§ **EXERCISE REQUIREMENTS**:
[A] Determine whether each of the following statements agrees with the passage on pain education, answering yes or no and quoting the deciding words of the passage: (i) Karnataka has a population of sixty million; (ii) the writers are uncertain whether their table is right; (iii) the passage places Dmitri organizing the elements into a periodic table in 1869.
[B] According to the passage on pain education, for which language did Dmitri Mendeleev have a considerable penchant?
--- TEXT SHOWN ---
Inspired thereof, the leitmotif has been carried with conviction in other parts of the country as well. Karnataka, a state with a population of sixty million, is currently being criss-crossed by a team of dedicated teachers, not least by some who are fellows of the Faculty of Pain Medicine of the Royal College of Anaesthetists. To postulate a golden age for pain education – in our exuberance, though there is nothing irrational in it – would be to cast a jaundiced eye on all that came before. The brilliant Russian chemist Dmitri Mendeleev had a considerable penchant for Sanskrit – the liturgical and philosophical language of many a religion in India. One should excuse us for feeling like Dmitri in 1869, sitting in his study and organising the elements into a periodic table. Like Dmitri’s, there are as yet many more missing elements to our efforts. But, like him, we are sure enough that our table is right. We have no qualms about leaving the blank spaces. We hope that the future, full with the spirit of volunteerism, would prove us right by filling in the blank spaces. We hope that the Indian elections – that refreshing celebration of democracy – would still be part of that future.
--- EXTRACTED MATERIAL ---
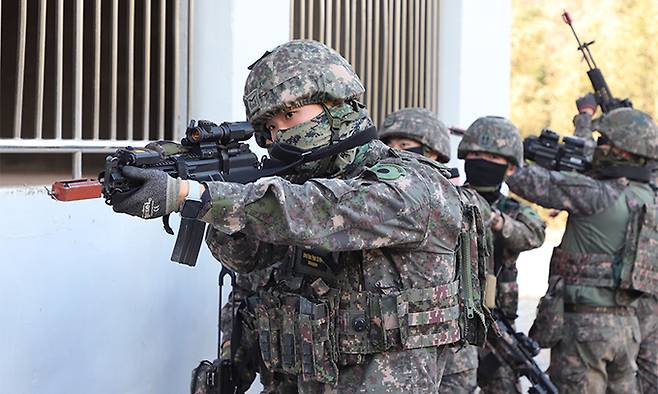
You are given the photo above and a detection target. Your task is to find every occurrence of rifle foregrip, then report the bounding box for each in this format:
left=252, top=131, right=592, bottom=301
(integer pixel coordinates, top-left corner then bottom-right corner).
left=171, top=216, right=206, bottom=267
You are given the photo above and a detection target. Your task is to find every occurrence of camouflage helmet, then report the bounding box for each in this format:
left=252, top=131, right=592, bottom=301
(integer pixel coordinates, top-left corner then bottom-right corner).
left=596, top=108, right=658, bottom=160
left=379, top=108, right=450, bottom=163
left=457, top=116, right=523, bottom=166
left=243, top=40, right=364, bottom=142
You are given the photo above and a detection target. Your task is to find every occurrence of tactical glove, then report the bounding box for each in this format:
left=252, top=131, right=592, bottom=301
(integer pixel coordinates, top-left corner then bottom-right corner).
left=112, top=166, right=182, bottom=219
left=576, top=93, right=596, bottom=115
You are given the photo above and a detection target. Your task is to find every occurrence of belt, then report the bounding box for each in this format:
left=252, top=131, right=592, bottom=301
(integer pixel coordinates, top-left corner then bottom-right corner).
left=564, top=304, right=635, bottom=316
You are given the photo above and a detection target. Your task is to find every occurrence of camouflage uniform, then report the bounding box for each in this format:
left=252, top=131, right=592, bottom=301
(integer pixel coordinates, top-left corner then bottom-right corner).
left=573, top=108, right=658, bottom=393
left=458, top=117, right=546, bottom=393
left=379, top=108, right=482, bottom=393
left=221, top=266, right=297, bottom=394
left=508, top=108, right=658, bottom=393
left=202, top=41, right=462, bottom=393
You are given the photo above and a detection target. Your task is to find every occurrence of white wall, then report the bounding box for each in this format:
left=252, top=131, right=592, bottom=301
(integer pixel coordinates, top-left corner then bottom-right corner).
left=439, top=0, right=512, bottom=128
left=0, top=0, right=511, bottom=394
left=0, top=0, right=289, bottom=394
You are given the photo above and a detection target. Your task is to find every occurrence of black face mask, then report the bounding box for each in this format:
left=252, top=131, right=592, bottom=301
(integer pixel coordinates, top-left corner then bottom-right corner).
left=405, top=146, right=425, bottom=156
left=464, top=159, right=507, bottom=202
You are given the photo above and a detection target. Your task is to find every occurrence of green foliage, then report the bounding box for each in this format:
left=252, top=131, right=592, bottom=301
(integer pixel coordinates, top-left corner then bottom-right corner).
left=511, top=0, right=658, bottom=136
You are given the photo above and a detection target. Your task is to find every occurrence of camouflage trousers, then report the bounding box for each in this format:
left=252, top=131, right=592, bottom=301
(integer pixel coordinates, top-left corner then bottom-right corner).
---
§ **SOLUTION LIST**:
[A]
(i) Yes: "Karnataka, a state with a population of sixty million"
(ii) No: "we are sure enough that our table is right"
(iii) Yes: "feeling like Dmitri in 1869, sitting in his study and organising the elements into a periodic table"

[B] Sanskrit.